** Start **

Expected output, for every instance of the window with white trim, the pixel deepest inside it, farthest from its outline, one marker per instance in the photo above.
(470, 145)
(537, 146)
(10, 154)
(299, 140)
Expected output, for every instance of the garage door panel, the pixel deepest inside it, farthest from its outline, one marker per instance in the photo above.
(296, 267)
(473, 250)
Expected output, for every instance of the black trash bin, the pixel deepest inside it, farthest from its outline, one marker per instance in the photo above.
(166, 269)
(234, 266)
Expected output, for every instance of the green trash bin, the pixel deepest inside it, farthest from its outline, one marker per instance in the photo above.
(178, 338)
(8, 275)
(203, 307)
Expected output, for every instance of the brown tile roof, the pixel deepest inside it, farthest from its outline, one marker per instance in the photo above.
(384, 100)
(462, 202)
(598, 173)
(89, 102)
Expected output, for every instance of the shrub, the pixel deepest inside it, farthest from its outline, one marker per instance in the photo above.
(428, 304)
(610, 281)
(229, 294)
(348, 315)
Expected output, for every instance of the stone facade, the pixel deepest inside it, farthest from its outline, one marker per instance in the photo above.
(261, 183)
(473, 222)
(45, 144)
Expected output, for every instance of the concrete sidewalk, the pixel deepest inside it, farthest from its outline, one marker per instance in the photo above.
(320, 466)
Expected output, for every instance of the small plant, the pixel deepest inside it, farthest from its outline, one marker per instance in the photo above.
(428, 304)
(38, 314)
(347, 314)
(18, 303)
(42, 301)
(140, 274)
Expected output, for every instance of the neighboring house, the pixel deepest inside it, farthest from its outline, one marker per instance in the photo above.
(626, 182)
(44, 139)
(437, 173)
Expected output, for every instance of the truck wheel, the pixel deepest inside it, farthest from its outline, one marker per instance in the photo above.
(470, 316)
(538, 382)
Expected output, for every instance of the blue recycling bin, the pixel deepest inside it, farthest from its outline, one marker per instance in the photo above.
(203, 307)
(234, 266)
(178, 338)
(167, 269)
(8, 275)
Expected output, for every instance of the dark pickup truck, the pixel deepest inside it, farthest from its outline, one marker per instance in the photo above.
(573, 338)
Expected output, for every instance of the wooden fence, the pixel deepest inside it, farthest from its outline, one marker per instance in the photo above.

** End **

Copy out exactly the lines from the line with "Expected output, for every instance of the stone" to the end of the listing, including both of those lines, and give nothing else.

Expected output, for every instance of the stone facade, the pixel deepest inside it, farthest from its outline, one marker per instance in the photo above.
(261, 183)
(473, 222)
(45, 144)
Expected output, for every instance of the concrete sidewalk, the pixel deepest inside it, farthest from its outline, one marker per instance in the photo above.
(320, 466)
Expected output, for every instance of the small plant, the pixel deepest inside it, farthest from its outline, one marker per instance in the photo above.
(428, 304)
(38, 314)
(347, 314)
(18, 303)
(42, 301)
(140, 274)
Expected output, for every instance of the neighboring house, the pixel deepest inside it, farthest from its outline, one marker per instance in the photo above.
(626, 182)
(44, 139)
(437, 173)
Expected output, for every instance of the truck wheel, the pixel deepest inside it, farthest from its outline, one marker per instance in the photo above.
(470, 316)
(538, 382)
Expected output, for every instance of the blue recycling bin, the pixel deepest inside it, farthest from its outline, one marker per instance in the photo above.
(203, 307)
(234, 266)
(178, 338)
(167, 269)
(8, 275)
Expected output, for every instance of the dark pickup truck, the pixel deepest inside it, farthest from its outline, one marker per instance in the photo above.
(573, 338)
Expected output, for every instance of the wooden fence, the pixel deepest inside it, farthest from its outline, one marker per instance in the photo above.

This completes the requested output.